▶ **Source passage**:

Just because something pops into your head doesn’t mean everyone around you needs to know what you’re thinking! A patient person stops to consider not only what he or she wants to say but also when and where and how to say it.

If my wife has something important to say, she knows that the first 30 minutes of my day isn’t a good time to have that conversation with me. And I’ve learned over the years that trying to have a meaningful conversation with her at night when she’s tired is a bad idea. Being slow to speak involves learning when to speak.

4. Measure your words

When Mary Ann and I find ourselves in the middle of a marital disagreement, we have sometimes employed what Dr. Gary Smalley called “drive-thru talking.” In the same way that a fast-food employee repeats your order to you to make sure he got it right, Mary Ann and I will sometimes repeat back to each other what we heard the other person say before we express our perspective or opinion. This practice not only forces us to be slow to speak, but it also forces us to listen carefully to what our partner is saying before we jump in.

▶ **Work to complete**: Continue the passage on being slow to speak in marriage, starting right after its final sentence.

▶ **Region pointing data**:

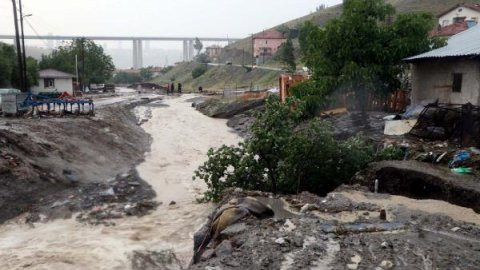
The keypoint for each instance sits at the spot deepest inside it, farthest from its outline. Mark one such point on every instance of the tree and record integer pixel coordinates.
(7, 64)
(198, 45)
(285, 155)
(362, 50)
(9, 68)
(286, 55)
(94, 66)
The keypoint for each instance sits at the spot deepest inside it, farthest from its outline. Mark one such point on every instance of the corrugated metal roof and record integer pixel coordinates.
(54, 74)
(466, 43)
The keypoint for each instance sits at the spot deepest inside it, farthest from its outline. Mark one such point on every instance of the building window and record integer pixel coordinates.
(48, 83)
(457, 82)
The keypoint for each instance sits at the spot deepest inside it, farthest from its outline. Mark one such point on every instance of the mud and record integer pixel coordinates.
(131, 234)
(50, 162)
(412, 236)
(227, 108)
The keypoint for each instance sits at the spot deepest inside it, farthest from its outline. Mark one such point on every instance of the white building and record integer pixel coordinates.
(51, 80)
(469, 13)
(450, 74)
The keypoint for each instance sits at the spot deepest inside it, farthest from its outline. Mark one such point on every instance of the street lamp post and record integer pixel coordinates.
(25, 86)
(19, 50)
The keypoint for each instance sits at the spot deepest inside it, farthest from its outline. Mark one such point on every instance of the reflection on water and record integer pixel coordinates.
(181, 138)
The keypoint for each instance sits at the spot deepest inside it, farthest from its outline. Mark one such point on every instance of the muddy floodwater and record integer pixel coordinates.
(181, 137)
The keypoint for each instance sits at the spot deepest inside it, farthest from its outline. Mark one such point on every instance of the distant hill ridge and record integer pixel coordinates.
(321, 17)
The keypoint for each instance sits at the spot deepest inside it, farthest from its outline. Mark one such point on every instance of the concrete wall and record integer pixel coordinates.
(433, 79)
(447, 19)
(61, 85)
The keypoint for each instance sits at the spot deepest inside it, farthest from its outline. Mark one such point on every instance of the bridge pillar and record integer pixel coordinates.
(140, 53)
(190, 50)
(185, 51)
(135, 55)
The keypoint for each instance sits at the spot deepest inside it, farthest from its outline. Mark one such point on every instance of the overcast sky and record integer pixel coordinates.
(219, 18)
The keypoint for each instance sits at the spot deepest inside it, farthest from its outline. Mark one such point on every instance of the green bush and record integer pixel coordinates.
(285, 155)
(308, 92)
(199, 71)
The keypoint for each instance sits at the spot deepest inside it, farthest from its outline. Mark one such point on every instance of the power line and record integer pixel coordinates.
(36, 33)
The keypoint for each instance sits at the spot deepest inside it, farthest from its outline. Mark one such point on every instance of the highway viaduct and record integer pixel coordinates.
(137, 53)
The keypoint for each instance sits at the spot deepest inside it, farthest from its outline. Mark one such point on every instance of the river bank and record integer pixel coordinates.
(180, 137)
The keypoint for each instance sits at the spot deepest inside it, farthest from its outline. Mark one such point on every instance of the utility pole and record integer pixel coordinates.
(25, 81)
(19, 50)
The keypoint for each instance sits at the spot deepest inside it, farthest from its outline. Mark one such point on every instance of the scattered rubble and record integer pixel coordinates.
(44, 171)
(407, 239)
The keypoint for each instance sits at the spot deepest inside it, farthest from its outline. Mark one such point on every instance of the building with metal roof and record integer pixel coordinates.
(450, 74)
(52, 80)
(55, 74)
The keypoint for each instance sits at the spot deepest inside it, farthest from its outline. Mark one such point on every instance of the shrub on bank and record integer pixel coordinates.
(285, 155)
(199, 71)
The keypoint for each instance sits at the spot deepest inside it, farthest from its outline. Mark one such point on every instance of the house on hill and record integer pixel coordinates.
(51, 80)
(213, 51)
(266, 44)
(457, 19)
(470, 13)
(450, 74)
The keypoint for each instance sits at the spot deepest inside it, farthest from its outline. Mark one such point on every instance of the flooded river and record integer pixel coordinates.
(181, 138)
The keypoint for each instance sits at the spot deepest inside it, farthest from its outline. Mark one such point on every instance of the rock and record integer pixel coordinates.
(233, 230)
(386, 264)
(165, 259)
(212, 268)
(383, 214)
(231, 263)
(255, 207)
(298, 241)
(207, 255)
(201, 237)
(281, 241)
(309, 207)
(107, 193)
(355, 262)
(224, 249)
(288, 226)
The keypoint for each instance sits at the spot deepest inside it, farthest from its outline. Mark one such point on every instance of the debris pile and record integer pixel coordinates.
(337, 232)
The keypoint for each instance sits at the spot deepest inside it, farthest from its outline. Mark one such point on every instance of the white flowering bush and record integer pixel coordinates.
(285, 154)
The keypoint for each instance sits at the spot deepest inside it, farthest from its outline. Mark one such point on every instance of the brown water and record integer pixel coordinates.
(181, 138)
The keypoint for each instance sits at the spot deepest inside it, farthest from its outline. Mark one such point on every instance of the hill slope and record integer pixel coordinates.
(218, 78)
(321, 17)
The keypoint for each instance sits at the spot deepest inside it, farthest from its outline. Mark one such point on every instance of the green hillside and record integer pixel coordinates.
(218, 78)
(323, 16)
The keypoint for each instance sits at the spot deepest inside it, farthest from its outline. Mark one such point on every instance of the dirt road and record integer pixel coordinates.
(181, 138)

▶ **Response for this exercise**:
I agree with the sentiment that words are so powerful that managing them is key to permanent change in your marriage. This is why learning to tame your tongue is such a big deal. Being slow to speak requires self-control. And self-control is a fruit of the Spirit. When we are able to control our tongues, we are giving evidence that God’s Spirit is at work in us.

5. Cool it

What is the opposite of patience? Most of us would quickly answer “impatience.” But think about impatience for a minute. Isn’t it simply a softer word for “anger”? When we are impatient with one another, more often than not our anger is on display.

Once again, the book of James speaks directly to the question of anger. Not only does it tell us to be slow to anger, but it also tells us the reason why we get angry in the first place. It’s because our “passions are at war within [us]” (4:1). When we don’t get our way or our desires are not met, we get angry.

Anger is usually a defense mechanism. It manifests when we are hurt or fearful or feel threatened in some way. We lash out at our spouses in an attempt to get them to back down. Anger can be the tool people use when they feel insecure and vulnerable.

But as James points out, “The anger of man does not produce the righteousness of God” (1:20). There is rarely a righteous root feeding our anger. More often, it’s because we didn’t get our way.

The writer of Ecclesiastes warns us, “Do not be eager in your spirit to be angry, for anger resides in the heart of fools” (7:9, NASB).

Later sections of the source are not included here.